Texto mostrado:
· · · · · · ·
El hecho de que los laodiceos ensayen un compromiso entre ser cristianos y ser mundanos, los hace tan falsos y tan repugnantes para su Señor como un vaso de agua tibia; vienen ganas de vomitarlo. Nada a medias y nada del todo, un cojear de los dos lados (cf. lRe 18,21), ni contra Dios ni contra el mundo (cf. Mt 6,24; 12,30), así siempre y en todas partes se arregla uno en el mundo con todos; sin embargo, tal cristianismo irresoluto es a juicio de Cristo más insulso que el verdadero paganismo, un cristiano sin carácter tiene para él menos valor que un pagano con firmeza de carácter. La veracidad y la fidelidad son su misma esencia; quien quiera ser de él tiene que congeniar con él a este respecto.
· · · · · · ·
Información proporcionada:
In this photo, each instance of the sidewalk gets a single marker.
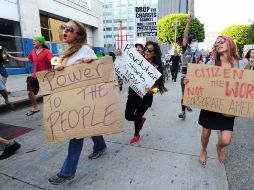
(166, 157)
(16, 85)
· · · · · · ·
¿Cómo se traduce al inglés esta oración del texto sobre los laodiceos: "La veracidad y la fidelidad son su misma esencia; quien quiera ser de él tiene que congeniar con él a este respecto."?

Truthfulness and faithfulness are his very essence; whoever wishes to belong to him must be in harmony with him in this respect.